* Requirement A *
Retype everything from "On March 6, House" down to "it leave out?" in the article on the Republican health plan.
* Requirement B *
Answer these questions from the article on the Republican health plan, one answer per line:
(i) On what date did House Republicans introduce the American Health Care Act?
(ii) By what other name is the Affordable Care Act known?
(iii) What does community rating require insurance companies to offer?

* Selected excerpt *
□ □ □ □ □

Eric Thayer / Reuters U.S. House Majority Leader Kevin McCarthy, U.S. House Speaker Paul Ryan, and U.S. Representative Greg Walden hold a news conference on the American Health Care Act on Capitol Hill in Washington, D.C., March 7, 2017.

The Republican Health Plan

A Poor Replacement for the Affordable Care Act

On March 6, House Republicans introduced the American Health Care Act to partially repeal and replace the Affordable Care Act, also known as Obamacare. The new legislation raises four questions: What are its elements, will it pass, what would its effects be if it did, and what does it leave out?

It might be hard to tell from all the heated rhetoric, but the AHCA follows many of the basic building blocks of the ACA, albeit imperfectly, in providing insurance. Both impose community rating on private insurance companies, a provision that requires offering the same premiums within a region for both healthy and unhealthy individuals. They both encourage people to buy insurance when they are well, rather than waiting until they are sick, to minimize the gaming of the system. And given the costs involved, both plans provide subsidies to help low- and moderate-income households afford the coverage. They also both limit the degree to which insurance companies can charge older people (who tend on average to have higher costs) more than younger people.

□ □ □ □ □

* Study material *
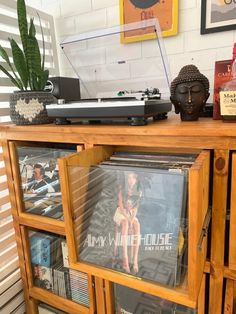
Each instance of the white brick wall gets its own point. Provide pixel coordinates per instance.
(74, 16)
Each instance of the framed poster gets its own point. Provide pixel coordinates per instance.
(166, 11)
(218, 16)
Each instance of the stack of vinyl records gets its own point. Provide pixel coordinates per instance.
(138, 220)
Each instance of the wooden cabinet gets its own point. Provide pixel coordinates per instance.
(212, 141)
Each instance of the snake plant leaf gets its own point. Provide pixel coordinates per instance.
(35, 81)
(43, 78)
(43, 56)
(14, 81)
(34, 57)
(4, 55)
(20, 62)
(32, 30)
(23, 25)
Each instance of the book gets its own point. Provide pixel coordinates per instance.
(221, 76)
(130, 301)
(144, 241)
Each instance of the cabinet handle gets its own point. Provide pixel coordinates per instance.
(205, 228)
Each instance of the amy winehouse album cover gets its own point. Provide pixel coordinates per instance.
(130, 301)
(130, 221)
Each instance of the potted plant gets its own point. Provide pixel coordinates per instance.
(27, 73)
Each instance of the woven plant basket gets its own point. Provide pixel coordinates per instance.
(29, 107)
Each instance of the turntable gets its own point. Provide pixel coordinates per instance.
(115, 78)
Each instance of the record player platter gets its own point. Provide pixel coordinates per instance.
(136, 111)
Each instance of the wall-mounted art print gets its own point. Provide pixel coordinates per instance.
(166, 11)
(218, 16)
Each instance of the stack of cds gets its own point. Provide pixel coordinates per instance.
(79, 287)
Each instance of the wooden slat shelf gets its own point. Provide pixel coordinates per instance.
(178, 295)
(42, 223)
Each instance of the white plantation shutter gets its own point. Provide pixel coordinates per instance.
(11, 293)
(9, 28)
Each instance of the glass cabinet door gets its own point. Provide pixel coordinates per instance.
(133, 215)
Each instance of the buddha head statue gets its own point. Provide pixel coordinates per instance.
(189, 92)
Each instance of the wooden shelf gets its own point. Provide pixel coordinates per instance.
(204, 134)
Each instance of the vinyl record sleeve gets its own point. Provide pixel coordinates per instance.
(148, 246)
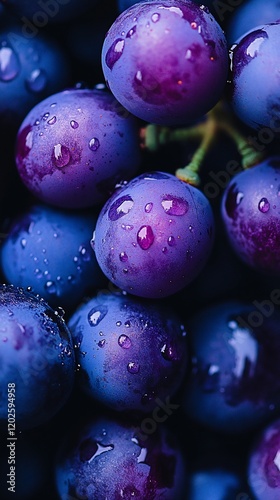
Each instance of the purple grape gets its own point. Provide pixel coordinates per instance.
(106, 459)
(264, 463)
(166, 61)
(36, 357)
(49, 250)
(234, 385)
(154, 236)
(254, 91)
(130, 353)
(250, 212)
(73, 147)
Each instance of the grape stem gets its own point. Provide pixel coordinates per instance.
(218, 119)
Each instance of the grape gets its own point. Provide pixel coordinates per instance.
(154, 223)
(73, 147)
(263, 464)
(106, 459)
(37, 358)
(48, 249)
(166, 62)
(130, 353)
(254, 90)
(250, 213)
(234, 384)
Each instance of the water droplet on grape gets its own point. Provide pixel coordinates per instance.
(94, 144)
(121, 207)
(74, 124)
(145, 237)
(96, 315)
(114, 52)
(148, 207)
(264, 205)
(173, 205)
(61, 155)
(133, 367)
(124, 341)
(37, 81)
(9, 64)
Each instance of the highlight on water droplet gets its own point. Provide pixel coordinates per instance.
(9, 64)
(37, 80)
(124, 341)
(61, 156)
(145, 237)
(133, 367)
(264, 205)
(94, 144)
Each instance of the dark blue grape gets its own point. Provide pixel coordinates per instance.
(154, 236)
(36, 357)
(251, 215)
(264, 463)
(73, 147)
(49, 250)
(166, 63)
(235, 381)
(130, 353)
(106, 459)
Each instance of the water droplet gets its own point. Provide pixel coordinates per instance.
(155, 17)
(173, 205)
(120, 207)
(61, 155)
(74, 124)
(123, 257)
(264, 205)
(37, 81)
(52, 120)
(94, 144)
(114, 52)
(124, 341)
(9, 64)
(50, 287)
(171, 241)
(131, 32)
(133, 367)
(145, 237)
(96, 315)
(148, 207)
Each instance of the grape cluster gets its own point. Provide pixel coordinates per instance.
(139, 250)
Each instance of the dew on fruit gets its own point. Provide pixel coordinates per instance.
(9, 64)
(264, 205)
(121, 207)
(114, 52)
(173, 205)
(145, 237)
(94, 144)
(61, 156)
(133, 367)
(96, 314)
(124, 341)
(37, 81)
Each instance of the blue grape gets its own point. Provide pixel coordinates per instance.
(154, 236)
(250, 213)
(37, 358)
(234, 385)
(166, 61)
(48, 249)
(254, 90)
(130, 353)
(106, 459)
(263, 464)
(74, 146)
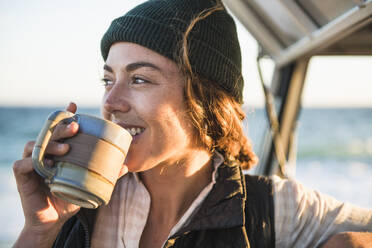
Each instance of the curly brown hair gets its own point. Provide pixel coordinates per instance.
(216, 115)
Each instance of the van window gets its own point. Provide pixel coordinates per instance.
(334, 152)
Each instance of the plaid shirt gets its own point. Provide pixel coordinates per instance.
(303, 217)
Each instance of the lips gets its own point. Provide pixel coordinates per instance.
(135, 130)
(132, 129)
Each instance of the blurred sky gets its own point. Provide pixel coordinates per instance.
(49, 55)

□ □ □ □ □

* Task answer A *
On March 6, House Republicans introduced the American Health Care Act to partially repeal and replace the Affordable Care Act, also known as Obamacare. The new legislation raises four questions: What are its elements, will it pass, what would its effects be if it did, and what does it leave out?

* Task answer B *
(i) March 6
(ii) Obamacare
(iii) The same premiums within a region for both healthy and unhealthy individuals